**Excerpt to read**
- Opening Delimiter -
Human Speech Intelligibility
Speech Materials
Human speech intelligibility was assessed in quiet for the three types of speech materials most frequently used for speech audiometry by HA audiologists in France (i.e., logatoms, words, and sentences; Rembaud et al., 2017). All stimuli were taken from the recordings produced by the Collège National d’Audioprothèse (CNA; 2007), a French nonprofit organization of HA audiologists providing technical, pedagogic, and deontological guidance and recommendations, as well as promoting scientific research in the domain of audiology (http://www.college-nat-audio.fr). All stimuli were pronounced by the same adult male native speaker of standard French and recorded using a 44.1-kHz sampling rate and 32-bit quantization.
For the identification of logatoms, the nonsense vowel–consonant–vowel (VCV) stimuli from Lists 1 to 4 of the test material, provided by the CNA (2007) and originally developed by Dodelé and Dodelé (2000), were used. Each of these VCV stimuli was composed of 1 of the 17 most frequent French consonants (C =/p,t,k,b,d,g,m,n,f,s,ʃ,v,z,ʒ,ʁ,l,w/), presented within a given vocalic context composed of two different vowels (V =/i,e,ɛ,,ø,o,ɔ,,a,ɑ,y,u/; e.g., “iza,” “ato”). Each list contained all consonants once (i.e., 17 logatoms), for a total of 68 logatoms used in the study.
For the identification of words, 60 disyllabic masculine nouns (corresponding to 6 of the 40 ten-word lists developed by Fournier, 1951), each preceded by the French masculine definite article “le”, were used (e.g., “le soldat”—“the soldier”). Although these lists are not phonetically balanced, they are exclusively composed of nouns starting with a consonant and ending with any vowel other than /ə/, which has a special phonological status in the French language, to minimize differences in phonological structure between items within and across lists (Fournier, 1951).
- Closing Delimiter -
**What you will do**
(a) Answer from the text on speech materials:
(i) Who pronounced all of the stimuli?
(ii) How many logatoms were used in the study in total?
(iii) Which French word preceded each of the disyllabic nouns?
(b) Write a continuation of the text on speech materials for human speech intelligibility, starting after its final sentence.
The data after this point come from a different source than the text on speech materials.

**Information provided**
- Opening Delimiter -
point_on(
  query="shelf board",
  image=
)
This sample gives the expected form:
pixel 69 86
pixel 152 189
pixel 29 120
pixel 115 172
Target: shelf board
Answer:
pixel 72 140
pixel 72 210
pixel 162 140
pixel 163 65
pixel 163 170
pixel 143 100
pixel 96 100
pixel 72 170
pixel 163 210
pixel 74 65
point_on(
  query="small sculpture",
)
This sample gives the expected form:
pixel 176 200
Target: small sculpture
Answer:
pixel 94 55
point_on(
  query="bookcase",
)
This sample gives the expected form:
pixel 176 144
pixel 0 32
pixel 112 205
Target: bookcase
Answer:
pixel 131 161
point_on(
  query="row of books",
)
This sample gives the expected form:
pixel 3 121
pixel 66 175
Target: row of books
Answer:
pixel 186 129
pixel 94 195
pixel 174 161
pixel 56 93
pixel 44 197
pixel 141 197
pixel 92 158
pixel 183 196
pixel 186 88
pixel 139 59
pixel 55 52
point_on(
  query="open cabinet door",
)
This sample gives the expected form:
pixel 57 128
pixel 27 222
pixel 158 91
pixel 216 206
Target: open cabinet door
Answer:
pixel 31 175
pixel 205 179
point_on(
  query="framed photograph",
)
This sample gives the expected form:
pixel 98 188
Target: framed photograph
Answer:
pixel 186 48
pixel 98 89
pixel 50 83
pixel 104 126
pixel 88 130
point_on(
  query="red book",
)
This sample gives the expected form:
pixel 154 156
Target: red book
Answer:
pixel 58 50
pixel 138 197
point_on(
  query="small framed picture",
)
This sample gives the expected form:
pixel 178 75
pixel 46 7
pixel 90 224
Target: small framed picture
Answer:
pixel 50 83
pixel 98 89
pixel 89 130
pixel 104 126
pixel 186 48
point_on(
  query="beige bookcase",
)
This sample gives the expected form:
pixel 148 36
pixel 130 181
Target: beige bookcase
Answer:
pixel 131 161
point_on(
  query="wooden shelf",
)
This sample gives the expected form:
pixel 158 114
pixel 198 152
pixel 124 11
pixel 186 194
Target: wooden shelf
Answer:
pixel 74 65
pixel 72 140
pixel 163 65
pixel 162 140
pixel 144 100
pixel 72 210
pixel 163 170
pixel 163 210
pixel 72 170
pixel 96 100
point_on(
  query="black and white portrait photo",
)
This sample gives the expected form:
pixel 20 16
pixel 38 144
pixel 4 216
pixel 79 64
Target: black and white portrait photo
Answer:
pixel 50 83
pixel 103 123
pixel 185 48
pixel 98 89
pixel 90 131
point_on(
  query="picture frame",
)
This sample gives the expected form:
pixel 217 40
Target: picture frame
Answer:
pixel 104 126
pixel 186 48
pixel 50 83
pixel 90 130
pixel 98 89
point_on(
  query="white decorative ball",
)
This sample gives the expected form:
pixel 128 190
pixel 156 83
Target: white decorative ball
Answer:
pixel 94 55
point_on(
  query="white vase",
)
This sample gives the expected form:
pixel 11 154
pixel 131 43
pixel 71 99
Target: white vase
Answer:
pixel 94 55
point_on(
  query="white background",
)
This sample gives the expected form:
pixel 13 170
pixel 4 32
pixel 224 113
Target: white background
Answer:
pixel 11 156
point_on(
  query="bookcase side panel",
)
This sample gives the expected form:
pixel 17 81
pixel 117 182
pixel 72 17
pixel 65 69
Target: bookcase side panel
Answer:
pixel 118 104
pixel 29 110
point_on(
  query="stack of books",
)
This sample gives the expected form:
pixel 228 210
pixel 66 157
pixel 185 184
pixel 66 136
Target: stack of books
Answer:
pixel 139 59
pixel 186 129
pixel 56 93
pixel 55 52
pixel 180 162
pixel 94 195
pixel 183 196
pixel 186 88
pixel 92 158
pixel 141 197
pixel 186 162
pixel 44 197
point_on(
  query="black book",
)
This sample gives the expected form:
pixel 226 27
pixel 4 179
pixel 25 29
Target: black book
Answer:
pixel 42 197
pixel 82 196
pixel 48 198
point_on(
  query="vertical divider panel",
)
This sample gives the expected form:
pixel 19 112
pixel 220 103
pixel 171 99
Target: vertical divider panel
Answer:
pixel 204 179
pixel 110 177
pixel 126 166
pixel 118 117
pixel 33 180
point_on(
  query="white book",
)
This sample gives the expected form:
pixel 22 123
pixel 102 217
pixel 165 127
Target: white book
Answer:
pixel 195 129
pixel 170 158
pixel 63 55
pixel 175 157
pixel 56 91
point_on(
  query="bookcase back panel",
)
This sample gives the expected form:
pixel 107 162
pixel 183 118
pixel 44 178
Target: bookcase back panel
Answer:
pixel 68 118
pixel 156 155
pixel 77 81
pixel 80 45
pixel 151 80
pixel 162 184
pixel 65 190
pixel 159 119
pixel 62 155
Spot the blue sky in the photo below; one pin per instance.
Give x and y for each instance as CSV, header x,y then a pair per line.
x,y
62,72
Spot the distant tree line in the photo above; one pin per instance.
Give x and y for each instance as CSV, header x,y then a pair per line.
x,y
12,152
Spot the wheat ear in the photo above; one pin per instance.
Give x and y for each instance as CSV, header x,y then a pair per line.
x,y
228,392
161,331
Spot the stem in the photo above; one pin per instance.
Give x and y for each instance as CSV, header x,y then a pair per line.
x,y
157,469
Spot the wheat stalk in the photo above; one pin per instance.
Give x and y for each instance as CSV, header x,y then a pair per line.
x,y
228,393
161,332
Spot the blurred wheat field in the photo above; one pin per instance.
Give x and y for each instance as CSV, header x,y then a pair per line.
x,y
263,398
- Closing Delimiter -
**Answers for this exercise**
(a)
(i) The same adult male native speaker of standard French.
(ii) 68 logatoms.
(iii) The masculine definite article "le".

(b)
For the identification of sentences, 40 sentences from the French version of the Hearing in Noise Test (HINT; Vaillancourt et al., 2005) were used. The sentences are rather simple and somewhat predictable, with each sentence being composed of a single assertive clause combining words chosen from a language comprehension test for children aged 6 to 7 years (Leduc, 1997; e.g., “Le camion est rouge.”—“The truck is red.”).
General Procedure
All participants were tested with the three types of speech materials, with the order of the identification tests being counterbalanced across participants. Prior to data collection with each test, participants were briefly familiarized with the test stimuli and procedure using additional practice stimuli that were not used during the test phase: one list of logatoms, one list of words, and four sentences.
Stimuli were presented at 50 dB sound pressure level (SPL) through an Interacoustics Affinity 2.0 audiometer connected to a 3M Peltor H7A headset to the participant seated in the same sound-treated room as that used for the audiometric assessment. This level of presentation (corresponding to “quiet speech” in the Affinity graphical user interface) was chosen, as informal preliminary testing of other older patients with a similar range of ARHLs revealed a wide range of speech-identification performance while avoiding large floor and ceiling effects. It is noteworthy that this level is lower by approximately 15 dB than that associated with a normal conversational level. The rationale for assessing speech-identification performance at a fixed presentation level was that ASR systems, in contrast to human listeners, use signal intensity normalization techniques for processing and modeling speech. In case of an adaptive procedure tracking the SRT, this would differently affect human and machine intelligibility scores for speech presented in quiet. Finally, as both ASR and the ARHL-simulation program process mono signals, it was decided to present the speech stimuli monaurally to the right ear.
Participants were instructed to report back verbally the VCVs or words they had heard and to guess in case they were uncertain. No feedback on the test performance was provided, but all participants received verbal encouragements from the experimenter to maintain motivation and to reduce possible frustration in those participants struggling with the task. Responses were recorded using a microphone positioned in front of the participant for off-line manual transcription based on the International Phonetic Alphabet and scoring. For each participant, the final intelligibility score corresponded to the percentage of entirely correctly identified VCVs (for the logatom-identification test) or words (for the word- and sentence-identification tests).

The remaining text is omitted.